* **Your goal**: Reproduce every line of the listing below without changing anything.

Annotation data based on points
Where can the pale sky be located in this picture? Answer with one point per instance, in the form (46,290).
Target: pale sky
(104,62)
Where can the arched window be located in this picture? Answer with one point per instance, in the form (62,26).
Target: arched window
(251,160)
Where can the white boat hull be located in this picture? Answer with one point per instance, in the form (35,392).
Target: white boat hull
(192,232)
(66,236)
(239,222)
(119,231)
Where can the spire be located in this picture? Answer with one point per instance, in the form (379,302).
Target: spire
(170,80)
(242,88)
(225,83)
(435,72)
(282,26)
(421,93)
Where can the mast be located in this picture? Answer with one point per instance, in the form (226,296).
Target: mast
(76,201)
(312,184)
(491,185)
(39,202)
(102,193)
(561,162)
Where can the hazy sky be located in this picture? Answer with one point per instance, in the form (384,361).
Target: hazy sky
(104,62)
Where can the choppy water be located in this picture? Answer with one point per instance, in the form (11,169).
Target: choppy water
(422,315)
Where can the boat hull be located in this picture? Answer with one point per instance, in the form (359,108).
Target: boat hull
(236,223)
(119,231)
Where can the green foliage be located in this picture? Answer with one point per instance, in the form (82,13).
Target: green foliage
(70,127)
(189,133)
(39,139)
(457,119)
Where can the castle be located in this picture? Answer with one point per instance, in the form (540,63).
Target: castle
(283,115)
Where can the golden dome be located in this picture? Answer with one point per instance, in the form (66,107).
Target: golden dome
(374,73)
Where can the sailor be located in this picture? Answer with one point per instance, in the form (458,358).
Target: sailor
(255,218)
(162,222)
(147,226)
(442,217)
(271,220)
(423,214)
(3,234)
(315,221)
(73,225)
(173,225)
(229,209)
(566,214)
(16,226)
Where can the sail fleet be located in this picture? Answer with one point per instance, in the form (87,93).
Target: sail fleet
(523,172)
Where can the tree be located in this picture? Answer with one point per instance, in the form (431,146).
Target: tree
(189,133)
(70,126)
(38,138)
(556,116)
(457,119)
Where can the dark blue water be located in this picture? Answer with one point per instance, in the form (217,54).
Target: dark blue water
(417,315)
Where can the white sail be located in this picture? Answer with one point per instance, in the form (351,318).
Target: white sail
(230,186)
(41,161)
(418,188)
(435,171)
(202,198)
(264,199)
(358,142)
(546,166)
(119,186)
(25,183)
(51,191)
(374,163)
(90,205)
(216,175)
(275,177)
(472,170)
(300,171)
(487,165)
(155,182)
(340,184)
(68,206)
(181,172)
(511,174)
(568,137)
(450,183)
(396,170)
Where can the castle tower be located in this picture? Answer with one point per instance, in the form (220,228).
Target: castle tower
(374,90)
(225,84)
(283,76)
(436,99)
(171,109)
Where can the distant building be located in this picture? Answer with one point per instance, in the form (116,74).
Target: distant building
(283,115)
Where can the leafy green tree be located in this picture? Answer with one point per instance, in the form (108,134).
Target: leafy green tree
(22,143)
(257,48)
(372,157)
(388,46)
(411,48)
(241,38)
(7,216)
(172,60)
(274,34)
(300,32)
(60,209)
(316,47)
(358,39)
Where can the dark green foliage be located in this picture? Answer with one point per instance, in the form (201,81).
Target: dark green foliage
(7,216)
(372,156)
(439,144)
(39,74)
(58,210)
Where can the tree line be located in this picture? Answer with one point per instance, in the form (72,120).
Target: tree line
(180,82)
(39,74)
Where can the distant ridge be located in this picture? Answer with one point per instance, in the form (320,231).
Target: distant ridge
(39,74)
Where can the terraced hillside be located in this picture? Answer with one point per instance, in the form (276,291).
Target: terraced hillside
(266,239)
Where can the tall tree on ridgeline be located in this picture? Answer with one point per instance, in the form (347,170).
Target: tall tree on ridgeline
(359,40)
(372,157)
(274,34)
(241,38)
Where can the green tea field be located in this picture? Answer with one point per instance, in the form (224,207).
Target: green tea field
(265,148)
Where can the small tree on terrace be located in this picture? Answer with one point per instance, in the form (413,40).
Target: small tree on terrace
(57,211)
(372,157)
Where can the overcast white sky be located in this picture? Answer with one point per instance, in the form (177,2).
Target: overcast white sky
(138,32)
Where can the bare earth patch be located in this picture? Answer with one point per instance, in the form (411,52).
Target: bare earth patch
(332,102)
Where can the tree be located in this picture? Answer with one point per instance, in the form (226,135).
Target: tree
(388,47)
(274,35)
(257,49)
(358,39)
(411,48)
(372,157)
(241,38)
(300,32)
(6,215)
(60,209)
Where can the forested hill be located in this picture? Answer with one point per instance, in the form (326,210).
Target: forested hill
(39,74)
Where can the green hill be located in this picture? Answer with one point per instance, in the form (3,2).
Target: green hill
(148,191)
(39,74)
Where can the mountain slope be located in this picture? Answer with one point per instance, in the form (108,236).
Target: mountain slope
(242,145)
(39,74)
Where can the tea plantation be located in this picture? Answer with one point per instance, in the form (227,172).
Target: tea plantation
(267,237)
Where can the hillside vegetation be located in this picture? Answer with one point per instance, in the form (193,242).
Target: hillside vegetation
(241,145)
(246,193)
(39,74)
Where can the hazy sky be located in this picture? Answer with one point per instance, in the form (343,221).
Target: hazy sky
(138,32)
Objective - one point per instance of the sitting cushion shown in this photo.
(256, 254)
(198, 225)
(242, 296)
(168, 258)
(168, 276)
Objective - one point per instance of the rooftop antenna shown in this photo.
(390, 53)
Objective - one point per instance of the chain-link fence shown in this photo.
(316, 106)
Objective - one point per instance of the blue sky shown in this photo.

* **Response for this exercise**:
Where can the pale sky be located in this picture? Answer with one point per instance, in the form (46,290).
Target: pale sky
(104,62)
Where can the arched window be located in this picture? Answer with one point per instance, in the form (62,26).
Target: arched window
(251,160)
Where can the white boat hull be located in this picture? Answer with one point per instance, in the form (35,392).
Target: white boat hull
(192,232)
(66,236)
(239,222)
(119,231)
Where can the spire be located in this picture? Answer with one point per instance, in the form (379,302).
Target: spire
(170,80)
(242,88)
(225,83)
(435,72)
(282,26)
(421,93)
Where can the mast be located in this picture? Answer with one point per instance, in the form (226,296).
Target: mast
(76,201)
(312,184)
(491,185)
(39,202)
(102,193)
(561,162)
Where can the hazy sky be located in this picture? Answer with one point per instance, in the form (384,361).
Target: hazy sky
(104,62)
Where can the choppy water be located in this picture? Answer with one point per instance, in the form (11,169).
Target: choppy water
(422,315)
Where can the boat hull be located in this picture? Answer with one point per instance, in the form (359,108).
Target: boat hull
(236,223)
(119,231)
Where can the green foliage be located in this picture? Answer with one point per instance, in the form (82,13).
Target: green foliage
(70,127)
(189,133)
(39,139)
(457,119)
Where can the castle be located in this picture? Answer with one point per instance, in the form (540,63).
Target: castle
(283,115)
Where can the golden dome be located in this picture? Answer with one point per instance, in the form (66,107).
Target: golden dome
(374,73)
Where can the sailor be located in this picture? Answer with one point per instance, in the form (458,358).
Target: sailor
(255,218)
(162,222)
(147,226)
(442,217)
(271,220)
(423,214)
(3,234)
(315,221)
(73,225)
(173,225)
(229,209)
(566,214)
(16,226)
Where can the sail fleet be located in this picture? Answer with one point per instance, in the form (87,93).
Target: sail fleet
(523,172)
Where can the tree be located in this picture? Answer with one point per instance, in the form (431,146).
Target: tree
(189,133)
(70,126)
(38,138)
(556,116)
(457,119)
Where can the dark blue water be located in this picture? Answer with one point per instance, in the form (217,54).
Target: dark blue water
(417,315)
Where can the white sail be located in this picture? Answer with one point per instance, in the form (351,318).
Target: white sail
(230,186)
(41,161)
(418,188)
(435,171)
(202,198)
(264,199)
(358,142)
(546,166)
(119,186)
(25,183)
(51,191)
(374,163)
(90,205)
(216,175)
(275,177)
(472,170)
(300,171)
(487,165)
(155,182)
(340,184)
(68,206)
(181,172)
(511,174)
(568,137)
(450,183)
(396,170)
Where can the castle tower be located in this picture? Answer with one point per instance, in the form (220,228).
Target: castle tower
(374,90)
(225,84)
(283,76)
(436,99)
(171,109)
Where can the distant building be located in this picture? Answer with one point per instance, in the form (116,74).
Target: distant building
(283,115)
Where can the leafy green tree be located in this picture? Answer with one point per instance, in the form (108,134).
Target: leafy green tree
(22,143)
(257,48)
(372,157)
(388,46)
(411,48)
(241,38)
(7,216)
(172,60)
(274,34)
(300,32)
(60,209)
(316,47)
(358,39)
Where can the dark green foliage be located in this picture? Answer with one point per instance, in the form (201,81).
Target: dark green foliage
(7,216)
(372,156)
(439,144)
(39,74)
(58,210)
Where can the tree line be located in this picture? Answer with one point per instance, in the form (72,120).
Target: tree line
(180,82)
(39,74)
Where can the distant ridge be located in this picture? Answer with one point per instance, in the form (320,231).
Target: distant ridge
(39,74)
Where can the terraced hillside be located in this picture? Answer with one point per instance, in the form (276,291).
Target: terraced hillside
(266,239)
Where can the tall tree on ridgeline be located in this picture? Answer with one point per instance, in the form (347,170).
Target: tall tree on ridgeline
(359,40)
(372,157)
(274,34)
(241,38)
Where can the green tea field be located in this picture? Answer with one point per instance, in the form (224,207).
Target: green tea field
(265,148)
Where can the small tree on terrace be located in this picture? Answer with one point per instance, in the form (413,40).
Target: small tree on terrace
(57,211)
(372,157)
Where can the overcast white sky be located in this picture? Answer with one point per instance, in the form (177,2).
Target: overcast white sky
(138,32)
Where can the bare earth patch be located in this picture? Answer with one point per instance, in the form (411,52).
Target: bare earth patch
(332,102)
Where can the tree be located in this picture? Answer with one point per instance, in the form (226,135).
Target: tree
(388,47)
(274,35)
(257,49)
(358,39)
(411,48)
(372,157)
(241,38)
(300,32)
(6,215)
(60,209)
Where can the forested hill be located in this picture? Answer with one point per instance, in the form (326,210).
Target: forested hill
(39,74)
Where can the green hill be located in this picture? Answer with one point per instance, in the form (3,2).
Target: green hill
(148,191)
(39,74)
Where can the mountain slope be located in this picture? Answer with one point per instance, in the form (108,236).
Target: mountain slope
(242,145)
(39,74)
Where can the tea plantation be located in this picture? Answer with one point per instance, in the form (227,172).
Target: tea plantation
(267,237)
Where can the hillside vegetation be located in this picture? Answer with one point per instance, in the form (193,242).
Target: hillside vegetation
(241,145)
(246,193)
(39,74)
Where can the hazy sky be located in this picture? Answer with one point per instance, in the form (343,221).
Target: hazy sky
(138,32)
Objective - one point per instance of the sitting cushion shown in this photo.
(256, 254)
(198, 225)
(242, 296)
(168, 258)
(168, 276)
Objective - one point per instance of the rooftop antenna shown in this photo.
(390, 53)
Objective - one point per instance of the chain-link fence shown in this photo.
(316, 106)
Objective - one point per instance of the blue sky shown in this photo.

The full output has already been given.